Below is a listing to repeat exactly, with its pictures left out.
------------------------------------------------------------------------
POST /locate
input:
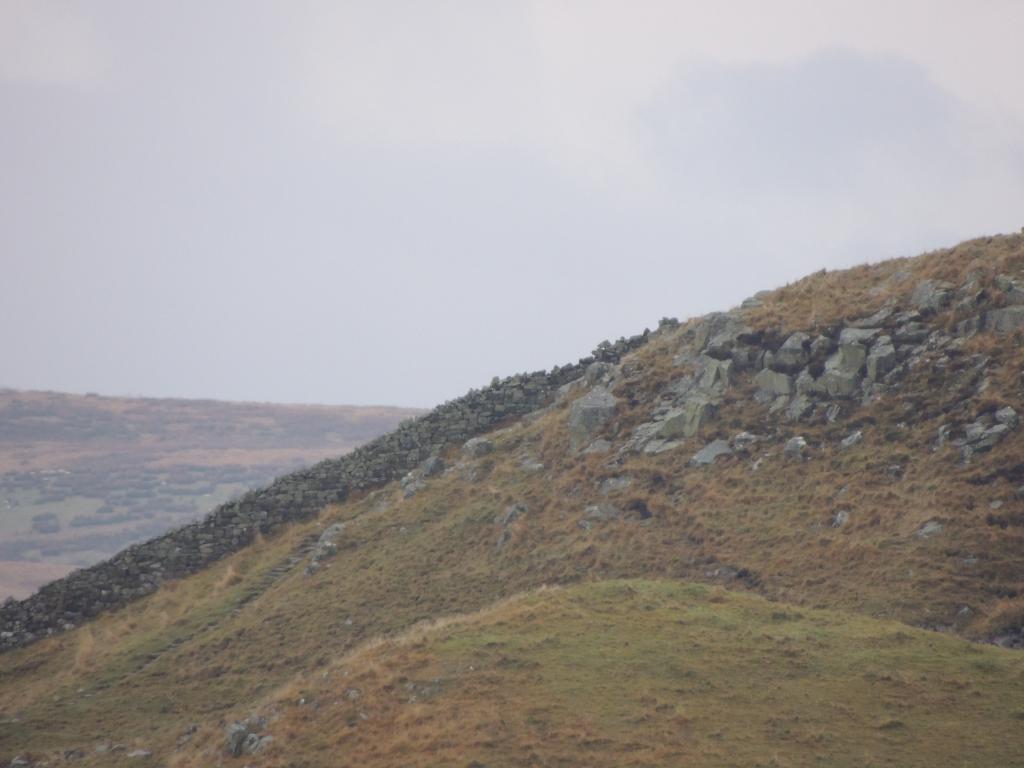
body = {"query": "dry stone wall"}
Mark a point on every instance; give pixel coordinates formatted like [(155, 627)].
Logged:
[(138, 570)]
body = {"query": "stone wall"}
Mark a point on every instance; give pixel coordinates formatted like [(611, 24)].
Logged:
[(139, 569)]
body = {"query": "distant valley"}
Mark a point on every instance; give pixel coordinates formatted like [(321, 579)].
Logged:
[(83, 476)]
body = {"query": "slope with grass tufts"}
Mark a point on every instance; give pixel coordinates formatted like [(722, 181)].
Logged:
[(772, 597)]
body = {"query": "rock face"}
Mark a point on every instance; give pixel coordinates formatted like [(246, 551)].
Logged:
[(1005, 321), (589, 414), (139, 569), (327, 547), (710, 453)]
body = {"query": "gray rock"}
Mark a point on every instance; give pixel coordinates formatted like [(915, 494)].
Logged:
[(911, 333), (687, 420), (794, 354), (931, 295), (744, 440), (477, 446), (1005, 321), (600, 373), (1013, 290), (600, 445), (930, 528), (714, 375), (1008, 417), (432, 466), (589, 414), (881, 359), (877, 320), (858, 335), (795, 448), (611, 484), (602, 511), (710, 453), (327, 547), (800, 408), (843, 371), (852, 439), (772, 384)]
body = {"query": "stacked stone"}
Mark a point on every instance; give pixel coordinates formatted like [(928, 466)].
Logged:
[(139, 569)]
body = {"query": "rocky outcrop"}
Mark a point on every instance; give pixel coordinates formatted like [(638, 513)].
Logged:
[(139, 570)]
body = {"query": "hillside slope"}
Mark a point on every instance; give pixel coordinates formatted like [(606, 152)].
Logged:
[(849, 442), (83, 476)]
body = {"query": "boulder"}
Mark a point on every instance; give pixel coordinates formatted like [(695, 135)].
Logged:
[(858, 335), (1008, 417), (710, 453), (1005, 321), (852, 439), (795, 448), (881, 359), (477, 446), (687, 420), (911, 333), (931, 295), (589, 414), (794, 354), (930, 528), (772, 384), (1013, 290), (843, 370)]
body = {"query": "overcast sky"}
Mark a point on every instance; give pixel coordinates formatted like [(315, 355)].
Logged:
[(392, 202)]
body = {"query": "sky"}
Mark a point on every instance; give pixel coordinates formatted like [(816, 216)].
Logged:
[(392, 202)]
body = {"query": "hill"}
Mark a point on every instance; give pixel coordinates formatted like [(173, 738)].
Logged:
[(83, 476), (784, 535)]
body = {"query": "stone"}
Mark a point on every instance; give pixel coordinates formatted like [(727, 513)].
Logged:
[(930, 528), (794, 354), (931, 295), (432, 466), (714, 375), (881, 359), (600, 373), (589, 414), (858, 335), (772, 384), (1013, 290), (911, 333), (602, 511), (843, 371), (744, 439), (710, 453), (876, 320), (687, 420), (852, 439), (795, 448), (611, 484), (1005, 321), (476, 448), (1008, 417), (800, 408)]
------------------------------------------------------------------------
● **Exercise answer**
POST /locate
input:
body = {"query": "dry stone wall"}
Mark a point on every instance; give pixel coordinates formatted like [(155, 627)].
Logged:
[(138, 570)]
body = {"query": "stone wall"}
Mark a point on every instance; give pixel coordinates formatted like [(611, 24)].
Logged:
[(139, 569)]
body = {"query": "distant valley"}
Mark a point on every instance; give pixel coordinates formatted like [(321, 579)].
Logged:
[(83, 476)]
body = {"query": "slope with grass tufts"}
Mark a point on every instance; give pixel coordinates formatted like [(722, 181)].
Logged:
[(772, 597)]
body = {"query": "rock face"}
Mark a point on every instance; give pixel coordinates formatted like [(246, 551)].
Logged:
[(1005, 321), (589, 414), (139, 569), (327, 547), (710, 453)]
body = {"query": "gray rock"}
Mark a point on every instance; give pixel coordinates formatted like [(915, 494)].
Logged:
[(911, 333), (687, 420), (794, 354), (931, 295), (744, 440), (477, 446), (1005, 321), (600, 373), (1013, 290), (600, 445), (930, 528), (714, 375), (1008, 417), (432, 466), (589, 414), (881, 359), (877, 320), (858, 335), (795, 448), (611, 484), (602, 511), (710, 453), (327, 547), (800, 408), (843, 371), (852, 439), (772, 384)]
body = {"query": "stacked stone"}
Mark a point on every instance; give pixel coordinates formatted like [(928, 466)].
Logged:
[(139, 569)]
body = {"query": "rocky outcrop"}
Mark a point on every instance; give pixel coordinates formatted like [(638, 513)].
Logged:
[(139, 570)]
body = {"query": "hillside slope"}
Mark a point on every instance; give pixel coordinates formatted like [(606, 152)].
Logged:
[(849, 442), (83, 476)]
body = {"query": "boulder"}
Mark a point on every instance; give pixel coordinates formatted like [(695, 135)].
Logged:
[(858, 335), (1008, 417), (710, 453), (1005, 321), (852, 439), (795, 448), (881, 359), (477, 446), (687, 420), (911, 333), (931, 295), (589, 414), (794, 354), (930, 528), (772, 384), (1013, 290), (843, 370)]
body = {"query": "overcast sky"}
Mark a point on every instance; give pixel coordinates formatted like [(315, 355)].
Logged:
[(392, 202)]
body = {"query": "sky"}
Mark a point on every instance; give pixel coordinates formatted like [(816, 216)].
Logged:
[(392, 202)]
body = {"query": "hill"}
Mark a point on every instance; give pixel coordinates formatted like [(173, 738)].
Logged:
[(83, 476), (784, 535)]
body = {"query": "stone"}
Mark a point on every instance; give pixel coordinates formatted like [(727, 513)].
Logged:
[(930, 528), (794, 354), (931, 295), (432, 466), (714, 375), (881, 359), (600, 373), (589, 414), (858, 335), (772, 384), (1013, 290), (911, 333), (602, 511), (843, 371), (744, 439), (710, 453), (876, 320), (687, 420), (852, 439), (795, 448), (611, 484), (1005, 321), (476, 448), (1008, 417), (800, 408)]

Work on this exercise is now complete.